Set all of the entries down again precisely as they are written.

■ Data:
=== Begin Enclosure ===
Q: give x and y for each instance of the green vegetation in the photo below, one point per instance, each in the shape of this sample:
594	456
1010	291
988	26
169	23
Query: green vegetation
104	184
=== End Enclosure ===
■ Exercise result:
Q: give x and y for each instance of the green vegetation in the photo below, one point per instance, each in the shape of this sample:
594	456
1010	291
988	26
169	23
Query: green vegetation
104	184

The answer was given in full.